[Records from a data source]
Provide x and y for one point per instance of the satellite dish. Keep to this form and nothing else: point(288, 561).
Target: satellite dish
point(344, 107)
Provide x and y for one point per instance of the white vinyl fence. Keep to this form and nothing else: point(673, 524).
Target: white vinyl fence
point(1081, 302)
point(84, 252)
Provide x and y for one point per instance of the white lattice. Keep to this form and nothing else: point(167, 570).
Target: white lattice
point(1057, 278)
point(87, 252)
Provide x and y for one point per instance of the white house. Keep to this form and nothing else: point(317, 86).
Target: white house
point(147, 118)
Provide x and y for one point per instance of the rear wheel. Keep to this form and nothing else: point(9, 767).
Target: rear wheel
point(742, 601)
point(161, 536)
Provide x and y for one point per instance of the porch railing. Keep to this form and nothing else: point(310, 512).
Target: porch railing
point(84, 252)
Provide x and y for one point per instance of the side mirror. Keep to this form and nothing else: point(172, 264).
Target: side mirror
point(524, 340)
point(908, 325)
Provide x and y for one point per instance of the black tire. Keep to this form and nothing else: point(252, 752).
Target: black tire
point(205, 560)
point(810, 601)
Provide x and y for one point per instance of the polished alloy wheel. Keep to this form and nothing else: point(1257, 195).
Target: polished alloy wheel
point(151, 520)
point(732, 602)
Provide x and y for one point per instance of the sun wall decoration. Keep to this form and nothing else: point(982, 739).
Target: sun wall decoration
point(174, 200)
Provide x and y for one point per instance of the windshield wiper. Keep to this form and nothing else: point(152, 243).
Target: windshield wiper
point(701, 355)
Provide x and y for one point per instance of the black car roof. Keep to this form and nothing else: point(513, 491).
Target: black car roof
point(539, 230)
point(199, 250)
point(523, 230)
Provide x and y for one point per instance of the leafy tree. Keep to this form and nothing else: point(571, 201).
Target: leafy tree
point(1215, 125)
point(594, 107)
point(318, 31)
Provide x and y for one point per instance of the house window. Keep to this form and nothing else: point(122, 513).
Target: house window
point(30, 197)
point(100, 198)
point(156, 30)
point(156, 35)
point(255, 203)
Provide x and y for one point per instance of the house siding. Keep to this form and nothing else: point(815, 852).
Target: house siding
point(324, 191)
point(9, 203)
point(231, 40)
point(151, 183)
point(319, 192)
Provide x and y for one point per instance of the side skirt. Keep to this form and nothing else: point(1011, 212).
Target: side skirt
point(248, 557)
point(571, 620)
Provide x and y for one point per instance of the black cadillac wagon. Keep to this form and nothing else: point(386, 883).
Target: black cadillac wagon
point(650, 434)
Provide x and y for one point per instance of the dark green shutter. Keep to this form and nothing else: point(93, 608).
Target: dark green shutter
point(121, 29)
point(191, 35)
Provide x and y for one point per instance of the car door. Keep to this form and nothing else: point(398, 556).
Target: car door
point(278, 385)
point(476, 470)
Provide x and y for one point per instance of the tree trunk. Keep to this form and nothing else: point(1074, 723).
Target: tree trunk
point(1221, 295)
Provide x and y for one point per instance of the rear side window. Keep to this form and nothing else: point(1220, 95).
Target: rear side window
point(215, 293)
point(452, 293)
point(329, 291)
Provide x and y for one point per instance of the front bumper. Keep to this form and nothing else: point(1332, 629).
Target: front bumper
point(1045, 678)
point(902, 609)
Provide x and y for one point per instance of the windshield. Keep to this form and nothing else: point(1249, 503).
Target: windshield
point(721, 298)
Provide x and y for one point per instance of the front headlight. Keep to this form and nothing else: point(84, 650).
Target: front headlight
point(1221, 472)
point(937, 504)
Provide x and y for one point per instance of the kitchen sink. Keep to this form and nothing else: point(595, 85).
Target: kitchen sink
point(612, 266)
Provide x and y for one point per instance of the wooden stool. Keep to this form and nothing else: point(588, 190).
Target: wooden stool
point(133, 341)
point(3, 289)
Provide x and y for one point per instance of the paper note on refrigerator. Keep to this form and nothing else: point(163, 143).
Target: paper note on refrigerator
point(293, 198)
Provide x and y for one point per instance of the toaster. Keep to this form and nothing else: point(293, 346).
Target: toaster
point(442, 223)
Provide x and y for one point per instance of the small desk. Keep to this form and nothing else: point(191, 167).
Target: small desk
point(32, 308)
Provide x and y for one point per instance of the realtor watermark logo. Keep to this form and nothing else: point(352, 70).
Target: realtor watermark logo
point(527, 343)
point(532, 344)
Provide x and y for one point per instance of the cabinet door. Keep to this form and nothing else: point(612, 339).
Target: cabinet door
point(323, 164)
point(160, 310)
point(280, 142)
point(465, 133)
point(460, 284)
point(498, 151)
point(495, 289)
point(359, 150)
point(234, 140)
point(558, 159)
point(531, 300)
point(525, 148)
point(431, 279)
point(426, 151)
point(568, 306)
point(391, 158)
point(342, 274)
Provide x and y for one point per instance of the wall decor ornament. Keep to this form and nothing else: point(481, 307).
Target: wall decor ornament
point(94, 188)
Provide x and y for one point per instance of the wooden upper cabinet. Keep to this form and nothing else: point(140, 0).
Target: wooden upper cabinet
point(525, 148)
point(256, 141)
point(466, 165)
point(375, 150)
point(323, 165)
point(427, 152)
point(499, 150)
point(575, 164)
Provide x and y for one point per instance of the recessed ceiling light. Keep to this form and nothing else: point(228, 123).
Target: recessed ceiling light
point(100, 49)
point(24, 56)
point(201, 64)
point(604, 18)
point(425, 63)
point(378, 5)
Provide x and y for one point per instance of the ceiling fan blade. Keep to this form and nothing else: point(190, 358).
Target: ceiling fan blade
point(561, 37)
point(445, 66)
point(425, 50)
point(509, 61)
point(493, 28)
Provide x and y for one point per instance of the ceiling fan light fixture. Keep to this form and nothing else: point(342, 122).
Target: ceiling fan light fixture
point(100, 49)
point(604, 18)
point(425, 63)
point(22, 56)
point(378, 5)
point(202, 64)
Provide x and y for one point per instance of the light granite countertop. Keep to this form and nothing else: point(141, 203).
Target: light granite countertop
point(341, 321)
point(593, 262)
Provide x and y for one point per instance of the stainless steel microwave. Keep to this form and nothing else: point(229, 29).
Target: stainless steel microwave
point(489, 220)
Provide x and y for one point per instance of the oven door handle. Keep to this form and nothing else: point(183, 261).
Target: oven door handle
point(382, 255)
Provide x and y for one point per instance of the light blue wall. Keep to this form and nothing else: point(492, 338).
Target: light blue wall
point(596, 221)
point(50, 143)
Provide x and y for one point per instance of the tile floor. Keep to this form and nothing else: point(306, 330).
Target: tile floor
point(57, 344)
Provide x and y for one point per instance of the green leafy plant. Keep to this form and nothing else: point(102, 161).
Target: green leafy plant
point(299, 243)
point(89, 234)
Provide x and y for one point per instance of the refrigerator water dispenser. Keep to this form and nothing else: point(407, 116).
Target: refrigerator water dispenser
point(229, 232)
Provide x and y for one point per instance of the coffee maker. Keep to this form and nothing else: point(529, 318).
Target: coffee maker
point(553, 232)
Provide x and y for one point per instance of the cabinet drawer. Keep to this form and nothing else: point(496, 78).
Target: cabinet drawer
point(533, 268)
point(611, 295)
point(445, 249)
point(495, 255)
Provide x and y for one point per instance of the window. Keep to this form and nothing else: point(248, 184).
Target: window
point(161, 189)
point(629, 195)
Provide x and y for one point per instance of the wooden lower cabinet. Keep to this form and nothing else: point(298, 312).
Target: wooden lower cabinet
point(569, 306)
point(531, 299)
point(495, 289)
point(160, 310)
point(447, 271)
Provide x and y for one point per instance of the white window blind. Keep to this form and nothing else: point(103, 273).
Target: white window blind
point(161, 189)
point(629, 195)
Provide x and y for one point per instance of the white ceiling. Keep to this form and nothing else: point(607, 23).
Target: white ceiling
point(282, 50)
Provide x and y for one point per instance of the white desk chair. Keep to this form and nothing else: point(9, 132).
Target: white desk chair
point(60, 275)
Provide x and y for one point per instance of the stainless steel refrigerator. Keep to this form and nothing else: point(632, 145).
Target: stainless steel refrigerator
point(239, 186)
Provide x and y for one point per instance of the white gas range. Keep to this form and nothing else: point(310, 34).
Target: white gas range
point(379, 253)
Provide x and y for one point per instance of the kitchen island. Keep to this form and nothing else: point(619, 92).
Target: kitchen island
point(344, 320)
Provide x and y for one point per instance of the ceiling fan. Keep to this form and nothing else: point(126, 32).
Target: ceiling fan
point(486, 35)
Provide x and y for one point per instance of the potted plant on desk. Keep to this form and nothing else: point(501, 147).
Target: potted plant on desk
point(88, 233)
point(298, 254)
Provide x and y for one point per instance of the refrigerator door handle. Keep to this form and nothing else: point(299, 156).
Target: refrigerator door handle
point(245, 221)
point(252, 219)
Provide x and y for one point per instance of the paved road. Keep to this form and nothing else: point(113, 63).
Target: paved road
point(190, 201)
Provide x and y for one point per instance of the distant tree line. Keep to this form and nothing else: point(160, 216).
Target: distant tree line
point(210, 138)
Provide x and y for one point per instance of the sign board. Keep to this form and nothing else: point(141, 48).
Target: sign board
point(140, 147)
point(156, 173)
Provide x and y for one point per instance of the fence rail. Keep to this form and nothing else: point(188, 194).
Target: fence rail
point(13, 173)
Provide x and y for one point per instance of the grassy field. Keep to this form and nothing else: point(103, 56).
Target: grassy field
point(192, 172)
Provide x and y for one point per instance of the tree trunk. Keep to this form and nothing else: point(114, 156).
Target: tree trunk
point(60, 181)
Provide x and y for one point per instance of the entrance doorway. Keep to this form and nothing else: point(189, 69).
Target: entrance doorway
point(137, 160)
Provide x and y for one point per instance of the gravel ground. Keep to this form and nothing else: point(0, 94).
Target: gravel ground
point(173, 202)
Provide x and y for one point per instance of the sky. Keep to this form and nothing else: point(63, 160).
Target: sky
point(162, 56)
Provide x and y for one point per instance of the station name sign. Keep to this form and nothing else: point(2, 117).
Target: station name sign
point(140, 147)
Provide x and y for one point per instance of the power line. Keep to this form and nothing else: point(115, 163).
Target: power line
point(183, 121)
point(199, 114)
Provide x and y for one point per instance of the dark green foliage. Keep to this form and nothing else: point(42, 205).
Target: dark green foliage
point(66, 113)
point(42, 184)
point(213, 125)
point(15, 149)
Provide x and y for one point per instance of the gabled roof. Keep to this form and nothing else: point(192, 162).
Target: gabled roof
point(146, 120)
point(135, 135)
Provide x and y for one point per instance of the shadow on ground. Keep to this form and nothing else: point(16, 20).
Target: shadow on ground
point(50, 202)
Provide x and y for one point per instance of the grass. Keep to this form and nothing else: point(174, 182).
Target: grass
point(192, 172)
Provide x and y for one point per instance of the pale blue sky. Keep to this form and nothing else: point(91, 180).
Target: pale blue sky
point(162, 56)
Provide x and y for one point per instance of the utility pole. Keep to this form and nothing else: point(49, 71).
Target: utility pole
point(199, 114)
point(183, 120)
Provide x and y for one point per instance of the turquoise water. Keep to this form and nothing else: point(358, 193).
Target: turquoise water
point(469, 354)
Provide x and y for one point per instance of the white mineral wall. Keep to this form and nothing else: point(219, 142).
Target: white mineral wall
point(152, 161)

Task requirements:
Copy the listing above word for word, from its first line through the line containing "point(344, 107)", including both.

Complete response:
Provide x and y for one point per instance of the satellite dish. Keep to this form and nothing else: point(288, 561).
Target: satellite dish
point(344, 107)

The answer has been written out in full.